▶ WHAT THE TASK ASKS
Each line from the first line of the entries through the line holding "Query: fender flare" is to be restated word for word; nothing else, and no picture, belongs in the answer.

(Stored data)
• • • • •
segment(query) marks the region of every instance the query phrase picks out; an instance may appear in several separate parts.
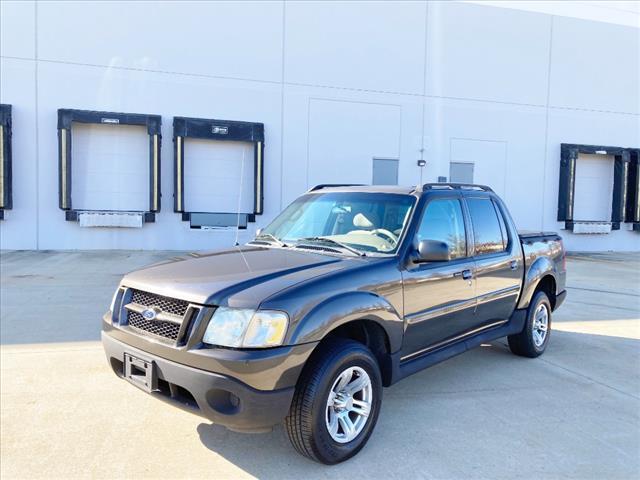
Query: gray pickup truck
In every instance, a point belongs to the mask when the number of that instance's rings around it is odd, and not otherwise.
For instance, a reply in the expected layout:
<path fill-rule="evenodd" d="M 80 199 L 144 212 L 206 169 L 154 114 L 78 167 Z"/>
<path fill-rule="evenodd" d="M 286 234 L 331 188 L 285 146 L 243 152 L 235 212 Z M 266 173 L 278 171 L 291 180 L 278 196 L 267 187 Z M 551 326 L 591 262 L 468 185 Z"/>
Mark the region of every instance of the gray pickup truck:
<path fill-rule="evenodd" d="M 388 387 L 483 342 L 542 354 L 565 298 L 555 233 L 478 185 L 320 185 L 244 246 L 127 274 L 103 318 L 115 373 L 236 431 L 282 421 L 326 464 L 367 442 Z"/>

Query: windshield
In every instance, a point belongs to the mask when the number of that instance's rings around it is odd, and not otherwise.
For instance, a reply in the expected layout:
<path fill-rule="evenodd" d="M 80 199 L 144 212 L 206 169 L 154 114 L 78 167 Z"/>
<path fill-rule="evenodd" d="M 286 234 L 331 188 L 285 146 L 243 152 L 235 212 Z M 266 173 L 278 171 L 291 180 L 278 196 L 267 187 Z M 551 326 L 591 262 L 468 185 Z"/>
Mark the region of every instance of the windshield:
<path fill-rule="evenodd" d="M 410 195 L 391 193 L 304 195 L 262 230 L 260 237 L 287 245 L 325 243 L 331 249 L 393 253 L 414 202 Z"/>

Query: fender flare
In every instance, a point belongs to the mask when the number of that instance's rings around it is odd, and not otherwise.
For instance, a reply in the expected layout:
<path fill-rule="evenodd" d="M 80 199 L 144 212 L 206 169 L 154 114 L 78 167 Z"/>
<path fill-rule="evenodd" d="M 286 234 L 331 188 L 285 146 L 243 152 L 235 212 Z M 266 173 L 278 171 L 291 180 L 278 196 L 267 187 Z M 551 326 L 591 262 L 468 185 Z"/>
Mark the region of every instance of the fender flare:
<path fill-rule="evenodd" d="M 319 342 L 332 330 L 356 320 L 368 320 L 381 326 L 389 339 L 390 353 L 402 346 L 402 316 L 387 300 L 365 291 L 341 293 L 317 304 L 293 326 L 289 343 Z"/>
<path fill-rule="evenodd" d="M 537 258 L 524 277 L 522 293 L 520 295 L 520 301 L 518 302 L 518 309 L 529 307 L 529 303 L 531 302 L 531 298 L 533 298 L 533 293 L 535 292 L 536 287 L 547 275 L 551 275 L 555 284 L 558 285 L 558 272 L 554 263 L 547 257 Z M 558 292 L 554 293 L 557 294 Z"/>

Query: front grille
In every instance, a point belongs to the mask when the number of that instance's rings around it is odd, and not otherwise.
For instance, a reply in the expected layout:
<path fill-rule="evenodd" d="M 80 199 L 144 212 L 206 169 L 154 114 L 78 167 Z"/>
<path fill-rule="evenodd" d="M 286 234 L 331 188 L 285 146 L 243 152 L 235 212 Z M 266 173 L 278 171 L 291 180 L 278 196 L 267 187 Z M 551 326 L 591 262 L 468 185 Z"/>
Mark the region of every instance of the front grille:
<path fill-rule="evenodd" d="M 129 312 L 129 326 L 174 341 L 178 340 L 178 333 L 180 332 L 180 325 L 177 323 L 147 320 L 138 312 Z"/>
<path fill-rule="evenodd" d="M 157 318 L 153 320 L 144 318 L 141 309 L 146 308 L 159 310 Z M 185 318 L 188 308 L 189 302 L 184 300 L 131 289 L 131 299 L 129 305 L 126 306 L 127 320 L 129 327 L 141 334 L 154 335 L 178 342 L 182 322 L 188 322 L 191 318 L 191 315 L 189 318 Z M 162 318 L 163 315 L 164 318 Z"/>
<path fill-rule="evenodd" d="M 184 317 L 187 313 L 189 303 L 184 300 L 176 300 L 175 298 L 163 297 L 155 293 L 143 292 L 141 290 L 132 290 L 131 302 L 143 305 L 145 307 L 158 307 L 164 313 L 171 313 Z"/>

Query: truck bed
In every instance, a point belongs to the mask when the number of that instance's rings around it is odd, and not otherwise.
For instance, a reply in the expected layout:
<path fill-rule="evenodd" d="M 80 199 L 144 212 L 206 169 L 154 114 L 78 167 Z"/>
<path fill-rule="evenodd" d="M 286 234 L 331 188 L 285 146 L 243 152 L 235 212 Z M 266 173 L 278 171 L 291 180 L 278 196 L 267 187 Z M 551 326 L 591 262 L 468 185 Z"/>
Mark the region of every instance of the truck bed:
<path fill-rule="evenodd" d="M 556 232 L 538 232 L 535 230 L 518 230 L 518 236 L 522 242 L 531 241 L 535 239 L 545 239 L 545 238 L 558 238 L 560 239 L 560 235 Z"/>
<path fill-rule="evenodd" d="M 562 238 L 555 232 L 518 231 L 524 252 L 525 276 L 536 258 L 549 257 L 556 265 L 562 263 Z"/>

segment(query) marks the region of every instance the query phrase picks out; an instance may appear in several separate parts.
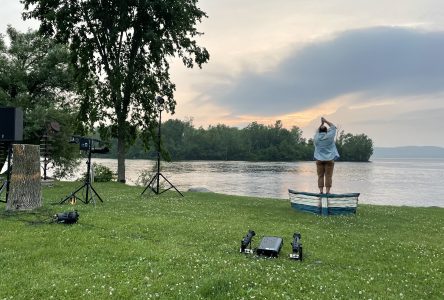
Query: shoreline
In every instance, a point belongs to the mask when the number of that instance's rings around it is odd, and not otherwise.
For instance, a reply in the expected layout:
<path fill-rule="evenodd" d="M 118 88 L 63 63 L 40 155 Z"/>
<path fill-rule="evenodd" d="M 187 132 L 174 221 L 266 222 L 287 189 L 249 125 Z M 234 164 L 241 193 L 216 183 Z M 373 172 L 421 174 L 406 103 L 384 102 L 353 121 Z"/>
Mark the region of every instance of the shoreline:
<path fill-rule="evenodd" d="M 53 182 L 60 182 L 60 183 L 70 183 L 70 184 L 74 184 L 74 183 L 78 183 L 81 184 L 82 181 L 72 181 L 72 180 L 54 180 Z M 42 181 L 43 183 L 43 181 Z M 124 186 L 128 186 L 131 188 L 145 188 L 144 186 L 138 186 L 138 185 L 134 185 L 134 184 L 128 184 L 128 183 L 120 183 L 117 181 L 110 181 L 110 182 L 96 182 L 94 183 L 94 185 L 96 184 L 100 184 L 100 185 L 104 185 L 104 184 L 123 184 Z M 177 186 L 176 186 L 177 187 Z M 215 192 L 215 191 L 188 191 L 191 188 L 206 188 L 203 186 L 193 186 L 193 187 L 189 187 L 187 188 L 187 190 L 181 190 L 180 188 L 179 191 L 181 191 L 182 193 L 203 193 L 203 194 L 217 194 L 217 195 L 222 195 L 222 196 L 229 196 L 229 197 L 241 197 L 241 198 L 250 198 L 250 199 L 258 199 L 258 200 L 272 200 L 272 201 L 290 201 L 289 198 L 274 198 L 274 197 L 260 197 L 260 196 L 251 196 L 251 195 L 238 195 L 238 194 L 228 194 L 228 193 L 222 193 L 222 192 Z M 208 189 L 208 188 L 206 188 Z M 333 193 L 334 194 L 334 193 Z M 375 203 L 362 203 L 362 202 L 358 202 L 358 210 L 359 210 L 359 206 L 360 205 L 365 205 L 365 206 L 377 206 L 377 207 L 408 207 L 408 208 L 441 208 L 444 209 L 444 204 L 443 206 L 437 206 L 437 205 L 431 205 L 431 206 L 414 206 L 414 205 L 392 205 L 392 204 L 375 204 Z"/>

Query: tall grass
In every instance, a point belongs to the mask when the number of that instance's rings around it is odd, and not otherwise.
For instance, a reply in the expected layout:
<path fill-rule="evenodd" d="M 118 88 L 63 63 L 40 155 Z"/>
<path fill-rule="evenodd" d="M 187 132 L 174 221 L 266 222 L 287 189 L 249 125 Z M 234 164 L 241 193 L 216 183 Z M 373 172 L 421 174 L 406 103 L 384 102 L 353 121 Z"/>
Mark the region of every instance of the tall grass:
<path fill-rule="evenodd" d="M 98 183 L 104 199 L 51 205 L 78 183 L 44 189 L 44 207 L 0 205 L 0 299 L 444 299 L 444 209 L 360 205 L 322 217 L 289 201 Z M 50 223 L 76 209 L 77 224 Z M 280 236 L 279 258 L 239 253 L 248 229 Z M 288 259 L 294 232 L 304 260 Z"/>

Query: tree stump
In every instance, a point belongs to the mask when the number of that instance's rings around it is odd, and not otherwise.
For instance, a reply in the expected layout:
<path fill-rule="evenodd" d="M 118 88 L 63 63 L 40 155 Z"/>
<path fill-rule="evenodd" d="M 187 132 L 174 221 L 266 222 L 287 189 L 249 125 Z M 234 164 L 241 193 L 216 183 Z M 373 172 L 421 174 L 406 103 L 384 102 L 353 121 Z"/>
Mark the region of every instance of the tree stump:
<path fill-rule="evenodd" d="M 13 163 L 7 210 L 42 206 L 40 149 L 38 145 L 13 145 Z"/>

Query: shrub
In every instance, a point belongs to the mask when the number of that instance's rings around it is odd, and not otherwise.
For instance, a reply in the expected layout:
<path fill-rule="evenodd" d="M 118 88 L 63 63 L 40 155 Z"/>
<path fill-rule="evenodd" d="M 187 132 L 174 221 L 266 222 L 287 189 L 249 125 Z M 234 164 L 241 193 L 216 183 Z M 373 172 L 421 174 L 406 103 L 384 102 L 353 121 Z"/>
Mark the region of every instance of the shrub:
<path fill-rule="evenodd" d="M 116 173 L 113 173 L 110 168 L 104 165 L 93 163 L 92 167 L 94 169 L 94 182 L 110 182 L 117 177 Z M 85 177 L 86 172 L 83 173 L 83 178 Z"/>
<path fill-rule="evenodd" d="M 146 187 L 150 183 L 151 179 L 153 179 L 153 177 L 156 175 L 156 173 L 157 173 L 157 165 L 156 164 L 153 165 L 151 170 L 148 170 L 148 169 L 142 170 L 139 173 L 139 176 L 137 177 L 137 180 L 135 182 L 136 185 Z M 157 182 L 155 184 L 157 184 Z M 165 182 L 163 179 L 160 180 L 159 187 L 161 189 L 165 188 Z"/>

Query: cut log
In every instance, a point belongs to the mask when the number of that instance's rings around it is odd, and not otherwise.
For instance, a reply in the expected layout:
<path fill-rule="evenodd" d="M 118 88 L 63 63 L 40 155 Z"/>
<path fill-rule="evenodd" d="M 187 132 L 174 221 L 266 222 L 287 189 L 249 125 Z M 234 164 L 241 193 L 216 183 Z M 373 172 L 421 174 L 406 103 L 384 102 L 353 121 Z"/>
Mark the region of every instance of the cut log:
• • • • •
▶ EXERCISE RESPONSE
segment(query) marks the region of every instance the query phrase picks out; an instance may appear in several separate parts.
Query: gray pickup truck
In every instance, a point belongs to the mask when the number of that instance's rings around it is odd, and not otherwise.
For instance, a reply in the expected layout:
<path fill-rule="evenodd" d="M 80 199 L 144 212 L 206 169 L 154 114 L 78 167 Z"/>
<path fill-rule="evenodd" d="M 286 234 L 331 188 L 285 146 L 243 152 L 235 212 Z M 266 173 L 278 171 L 291 180 L 278 196 L 267 187 Z M 551 326 L 591 262 L 468 185 Z"/>
Mark the region of every instance of the gray pickup truck:
<path fill-rule="evenodd" d="M 388 387 L 483 342 L 542 354 L 565 298 L 555 233 L 478 185 L 320 185 L 244 246 L 127 274 L 103 318 L 115 373 L 236 431 L 282 421 L 326 464 L 367 442 Z"/>

Query: windshield
In every instance, a point belongs to the mask when the number of that instance's rings around it is odd, and not otherwise.
For instance, a reply in the expected layout:
<path fill-rule="evenodd" d="M 80 199 L 144 212 L 206 169 L 154 114 L 78 167 Z"/>
<path fill-rule="evenodd" d="M 286 234 L 331 188 L 285 146 L 243 152 L 235 212 Z M 266 173 L 278 171 L 291 180 L 278 196 L 267 187 Z M 551 326 L 591 262 L 468 185 Z"/>
Mark the region of every instance of the windshield:
<path fill-rule="evenodd" d="M 410 195 L 391 193 L 304 195 L 262 230 L 260 237 L 287 245 L 325 243 L 331 249 L 393 253 L 414 202 Z"/>

Query: fender flare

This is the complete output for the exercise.